[Items from a dataset]
▶

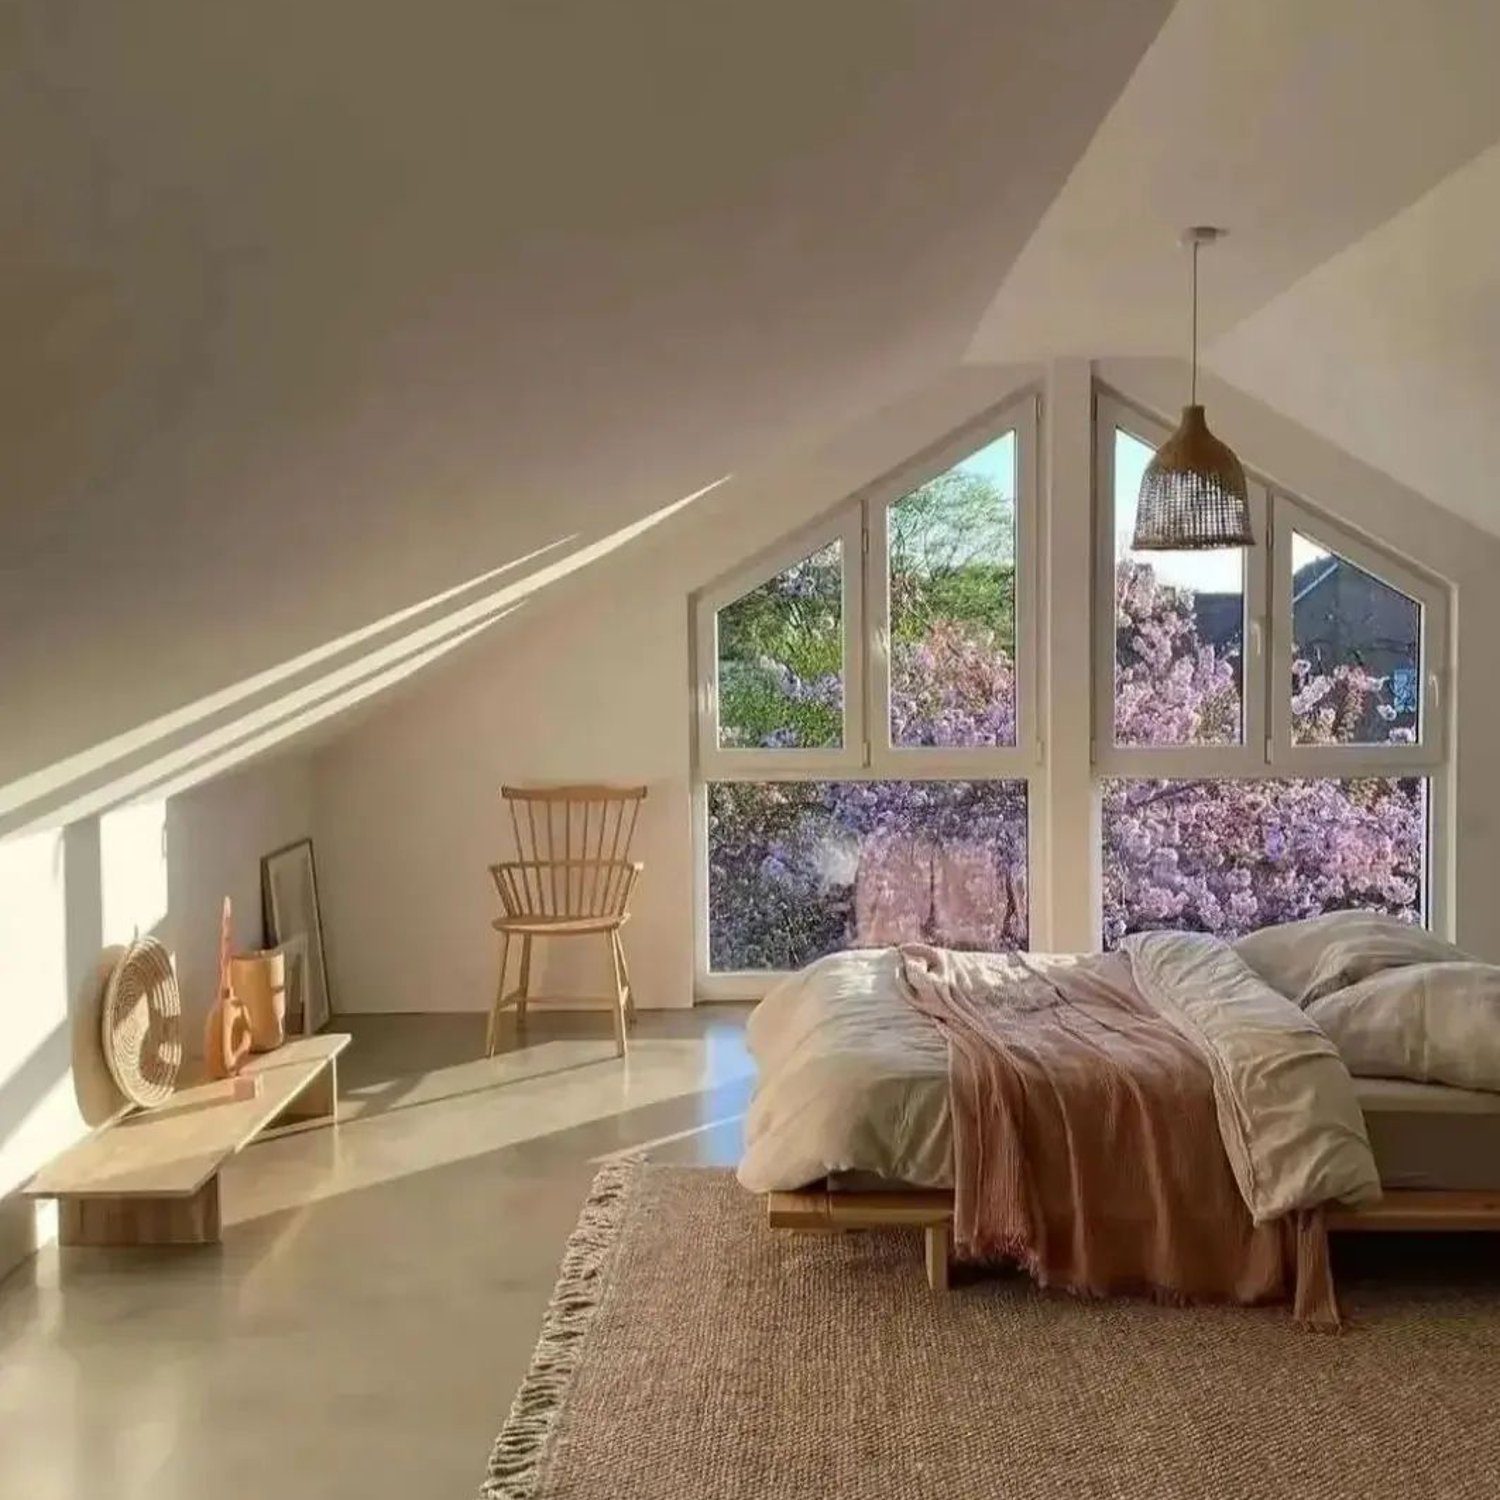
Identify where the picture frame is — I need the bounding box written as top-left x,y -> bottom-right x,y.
261,839 -> 332,1034
278,932 -> 311,1036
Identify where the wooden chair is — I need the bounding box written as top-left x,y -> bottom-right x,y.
485,784 -> 646,1058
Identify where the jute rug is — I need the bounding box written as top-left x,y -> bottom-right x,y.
481,1162 -> 1500,1499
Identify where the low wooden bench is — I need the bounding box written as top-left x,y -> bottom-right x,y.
26,1034 -> 350,1248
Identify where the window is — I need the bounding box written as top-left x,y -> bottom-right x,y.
715,540 -> 844,751
1095,392 -> 1447,948
1111,429 -> 1247,748
1271,502 -> 1444,770
690,384 -> 1454,992
707,780 -> 1028,972
695,396 -> 1038,992
1101,776 -> 1427,948
696,509 -> 864,774
887,432 -> 1018,749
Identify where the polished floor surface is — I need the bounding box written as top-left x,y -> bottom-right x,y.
0,1006 -> 753,1500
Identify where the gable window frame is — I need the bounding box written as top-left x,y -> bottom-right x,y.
1092,383 -> 1452,942
1092,390 -> 1270,780
691,390 -> 1041,997
694,506 -> 866,782
1268,496 -> 1449,775
866,395 -> 1040,779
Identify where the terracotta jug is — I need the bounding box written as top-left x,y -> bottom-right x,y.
231,949 -> 287,1052
204,898 -> 254,1080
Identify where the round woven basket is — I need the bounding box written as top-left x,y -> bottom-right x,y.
100,936 -> 183,1109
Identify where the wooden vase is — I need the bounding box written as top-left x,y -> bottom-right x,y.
231,950 -> 287,1052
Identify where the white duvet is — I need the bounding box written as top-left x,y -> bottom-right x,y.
738,934 -> 1383,1225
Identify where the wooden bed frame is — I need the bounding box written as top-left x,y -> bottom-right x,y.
767,1186 -> 1500,1294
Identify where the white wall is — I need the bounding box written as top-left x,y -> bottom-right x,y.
0,753 -> 312,1282
315,358 -> 1500,1016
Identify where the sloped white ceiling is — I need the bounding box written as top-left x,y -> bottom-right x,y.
969,0 -> 1500,362
1211,143 -> 1500,540
968,0 -> 1500,541
0,0 -> 1171,812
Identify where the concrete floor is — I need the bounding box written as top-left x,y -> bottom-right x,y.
0,1006 -> 753,1500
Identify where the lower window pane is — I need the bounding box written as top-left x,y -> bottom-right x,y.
1101,777 -> 1427,949
707,780 -> 1028,971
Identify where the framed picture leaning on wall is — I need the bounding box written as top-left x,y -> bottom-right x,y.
261,838 -> 332,1034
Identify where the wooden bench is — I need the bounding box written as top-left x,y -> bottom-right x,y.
26,1034 -> 350,1248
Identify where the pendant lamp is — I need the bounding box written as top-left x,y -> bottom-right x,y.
1133,226 -> 1253,550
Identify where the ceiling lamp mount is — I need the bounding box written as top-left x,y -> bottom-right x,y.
1132,225 -> 1254,551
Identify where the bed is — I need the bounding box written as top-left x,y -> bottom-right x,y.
739,938 -> 1500,1298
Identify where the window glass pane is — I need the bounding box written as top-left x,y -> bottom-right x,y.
716,541 -> 842,749
707,780 -> 1028,970
1290,534 -> 1422,746
1114,429 -> 1244,746
889,433 -> 1017,747
1101,776 -> 1426,949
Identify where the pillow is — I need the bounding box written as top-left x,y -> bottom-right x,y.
1306,962 -> 1500,1093
1232,911 -> 1468,1006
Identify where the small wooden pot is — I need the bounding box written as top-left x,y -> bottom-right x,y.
231,950 -> 287,1053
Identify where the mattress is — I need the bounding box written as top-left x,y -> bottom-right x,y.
1355,1077 -> 1500,1191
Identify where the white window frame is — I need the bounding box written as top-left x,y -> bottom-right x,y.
695,508 -> 865,781
1092,384 -> 1451,938
692,391 -> 1041,999
1093,391 -> 1269,779
1269,497 -> 1449,774
867,397 -> 1040,778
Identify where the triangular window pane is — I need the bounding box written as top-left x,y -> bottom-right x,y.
888,432 -> 1018,748
1113,429 -> 1245,746
1290,534 -> 1422,746
716,540 -> 843,749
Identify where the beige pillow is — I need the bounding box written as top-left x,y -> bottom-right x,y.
1233,911 -> 1467,1006
1306,962 -> 1500,1092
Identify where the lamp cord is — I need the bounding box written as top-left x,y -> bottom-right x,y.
1190,237 -> 1199,407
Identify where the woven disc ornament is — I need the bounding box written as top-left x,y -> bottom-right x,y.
101,936 -> 184,1108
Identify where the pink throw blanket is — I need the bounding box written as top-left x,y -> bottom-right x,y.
898,944 -> 1338,1326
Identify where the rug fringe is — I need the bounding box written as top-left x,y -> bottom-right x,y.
478,1159 -> 638,1500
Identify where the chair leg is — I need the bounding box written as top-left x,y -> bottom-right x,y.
486,932 -> 512,1058
516,935 -> 533,1025
612,930 -> 636,1025
605,931 -> 628,1059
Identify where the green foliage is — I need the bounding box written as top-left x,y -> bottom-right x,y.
890,471 -> 1015,647
716,546 -> 842,749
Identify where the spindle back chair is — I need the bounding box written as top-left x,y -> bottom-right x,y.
485,784 -> 647,1058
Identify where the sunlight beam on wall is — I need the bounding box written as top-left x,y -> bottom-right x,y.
1,471 -> 730,837
99,799 -> 168,946
0,536 -> 577,824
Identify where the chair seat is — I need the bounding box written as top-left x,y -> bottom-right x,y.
491,913 -> 631,936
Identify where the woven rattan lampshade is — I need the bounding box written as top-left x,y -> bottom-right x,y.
1134,404 -> 1252,549
1133,227 -> 1253,551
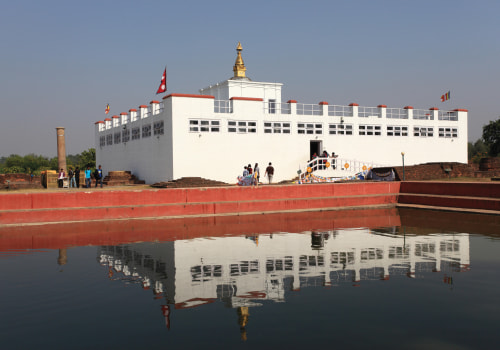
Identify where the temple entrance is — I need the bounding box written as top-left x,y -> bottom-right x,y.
310,140 -> 322,160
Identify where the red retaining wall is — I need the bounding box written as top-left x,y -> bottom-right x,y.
400,181 -> 500,198
0,183 -> 400,225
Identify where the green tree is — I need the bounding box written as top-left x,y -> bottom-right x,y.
483,118 -> 500,157
78,148 -> 96,169
468,139 -> 489,163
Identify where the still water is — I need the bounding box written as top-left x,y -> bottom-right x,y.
1,208 -> 499,350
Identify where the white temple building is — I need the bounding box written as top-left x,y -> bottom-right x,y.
95,43 -> 468,184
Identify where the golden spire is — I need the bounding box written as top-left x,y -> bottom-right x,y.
233,42 -> 247,78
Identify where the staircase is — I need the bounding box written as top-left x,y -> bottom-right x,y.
103,171 -> 145,186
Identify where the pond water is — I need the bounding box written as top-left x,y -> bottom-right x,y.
1,208 -> 499,350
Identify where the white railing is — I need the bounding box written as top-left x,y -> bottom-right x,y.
296,103 -> 322,116
264,101 -> 291,114
358,106 -> 381,118
298,157 -> 386,182
328,105 -> 353,117
214,100 -> 233,113
413,109 -> 433,120
438,110 -> 458,121
386,108 -> 409,119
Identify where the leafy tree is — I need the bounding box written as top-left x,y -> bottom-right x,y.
482,118 -> 500,157
79,148 -> 96,169
5,154 -> 24,169
468,139 -> 489,163
0,148 -> 95,174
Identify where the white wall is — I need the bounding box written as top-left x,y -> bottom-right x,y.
96,95 -> 467,184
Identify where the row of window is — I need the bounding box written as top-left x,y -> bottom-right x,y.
100,119 -> 457,147
188,119 -> 458,138
100,121 -> 164,146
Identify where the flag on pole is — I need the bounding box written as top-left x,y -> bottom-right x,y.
105,104 -> 110,114
440,91 -> 450,102
156,67 -> 167,94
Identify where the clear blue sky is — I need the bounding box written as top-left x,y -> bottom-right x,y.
1,0 -> 498,157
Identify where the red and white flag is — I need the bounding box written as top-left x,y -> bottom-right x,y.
156,67 -> 167,94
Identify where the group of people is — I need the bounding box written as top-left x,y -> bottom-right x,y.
310,150 -> 338,170
240,162 -> 274,186
57,165 -> 103,189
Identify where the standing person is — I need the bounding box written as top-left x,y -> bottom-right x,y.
264,162 -> 274,184
58,168 -> 65,188
84,166 -> 92,188
247,164 -> 253,175
74,167 -> 80,188
94,165 -> 103,188
68,167 -> 76,188
254,163 -> 260,185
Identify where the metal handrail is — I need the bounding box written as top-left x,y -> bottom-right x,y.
298,157 -> 386,182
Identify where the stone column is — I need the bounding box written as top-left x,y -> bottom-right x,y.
56,127 -> 67,173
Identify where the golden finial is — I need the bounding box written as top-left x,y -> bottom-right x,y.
233,42 -> 247,78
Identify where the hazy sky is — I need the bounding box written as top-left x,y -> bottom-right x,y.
1,0 -> 498,157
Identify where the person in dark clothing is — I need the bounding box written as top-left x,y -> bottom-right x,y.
94,165 -> 103,188
74,167 -> 80,188
264,162 -> 274,184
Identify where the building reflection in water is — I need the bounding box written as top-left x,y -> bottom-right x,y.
98,227 -> 470,335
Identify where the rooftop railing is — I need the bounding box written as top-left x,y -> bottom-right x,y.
438,110 -> 458,121
296,103 -> 322,116
328,105 -> 353,117
386,108 -> 409,119
358,106 -> 381,118
413,109 -> 433,120
214,100 -> 233,113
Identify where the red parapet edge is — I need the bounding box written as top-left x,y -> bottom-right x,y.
139,105 -> 148,108
378,105 -> 387,108
287,100 -> 297,103
120,112 -> 128,115
112,115 -> 120,118
404,106 -> 413,109
95,121 -> 104,124
150,100 -> 160,104
429,107 -> 439,110
230,97 -> 263,101
349,103 -> 359,106
453,108 -> 468,112
104,118 -> 112,121
319,101 -> 328,105
163,93 -> 215,100
129,109 -> 137,112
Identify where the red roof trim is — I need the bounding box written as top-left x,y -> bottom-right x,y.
319,101 -> 329,105
349,103 -> 359,106
230,97 -> 263,101
139,105 -> 148,108
429,107 -> 439,110
95,121 -> 104,124
287,100 -> 297,103
453,108 -> 468,112
404,106 -> 413,109
104,118 -> 112,122
378,104 -> 387,108
129,109 -> 137,112
150,100 -> 159,104
163,93 -> 215,100
120,112 -> 127,116
111,115 -> 119,119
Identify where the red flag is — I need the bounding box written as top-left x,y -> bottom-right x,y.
105,104 -> 110,114
156,68 -> 167,94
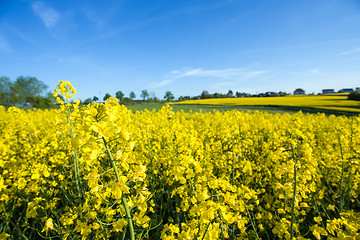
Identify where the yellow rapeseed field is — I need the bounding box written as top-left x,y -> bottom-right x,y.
0,82 -> 359,239
173,94 -> 360,113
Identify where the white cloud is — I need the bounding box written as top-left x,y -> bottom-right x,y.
0,35 -> 10,52
243,70 -> 266,78
149,79 -> 172,88
168,67 -> 266,80
156,67 -> 266,91
176,68 -> 245,78
310,69 -> 319,74
3,23 -> 32,43
338,48 -> 360,56
32,1 -> 60,29
170,70 -> 180,74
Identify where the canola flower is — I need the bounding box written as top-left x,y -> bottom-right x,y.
0,82 -> 359,239
173,94 -> 360,113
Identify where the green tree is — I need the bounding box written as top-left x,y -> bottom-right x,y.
93,96 -> 99,102
84,98 -> 93,104
200,90 -> 210,99
164,91 -> 174,102
0,76 -> 12,105
122,97 -> 134,104
27,92 -> 55,108
140,90 -> 149,101
0,76 -> 53,107
178,96 -> 190,101
348,91 -> 360,101
11,76 -> 48,104
103,93 -> 111,101
129,91 -> 136,99
116,91 -> 124,102
214,92 -> 222,98
278,91 -> 287,97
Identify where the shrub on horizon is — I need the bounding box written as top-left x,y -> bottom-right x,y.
348,91 -> 360,101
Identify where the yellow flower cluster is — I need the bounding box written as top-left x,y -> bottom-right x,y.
174,94 -> 360,113
0,82 -> 359,239
53,81 -> 77,104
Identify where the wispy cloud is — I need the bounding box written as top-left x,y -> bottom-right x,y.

◀

WORK TO COMPLETE:
Only the lines from the one holding "Identify where the yellow flower" through the end of the records should appear in the answer, each repeated exactly.

RESPONSE TO THE EXERCISE:
Identify where the yellow flower cluster is — I need the bounding box written as top-left x,y -> bottom-right x,y.
174,94 -> 360,113
0,82 -> 359,239
53,81 -> 77,104
Identify where the wispy cloud is — I need the bounding box written as top-left x,y -> bottom-right x,y.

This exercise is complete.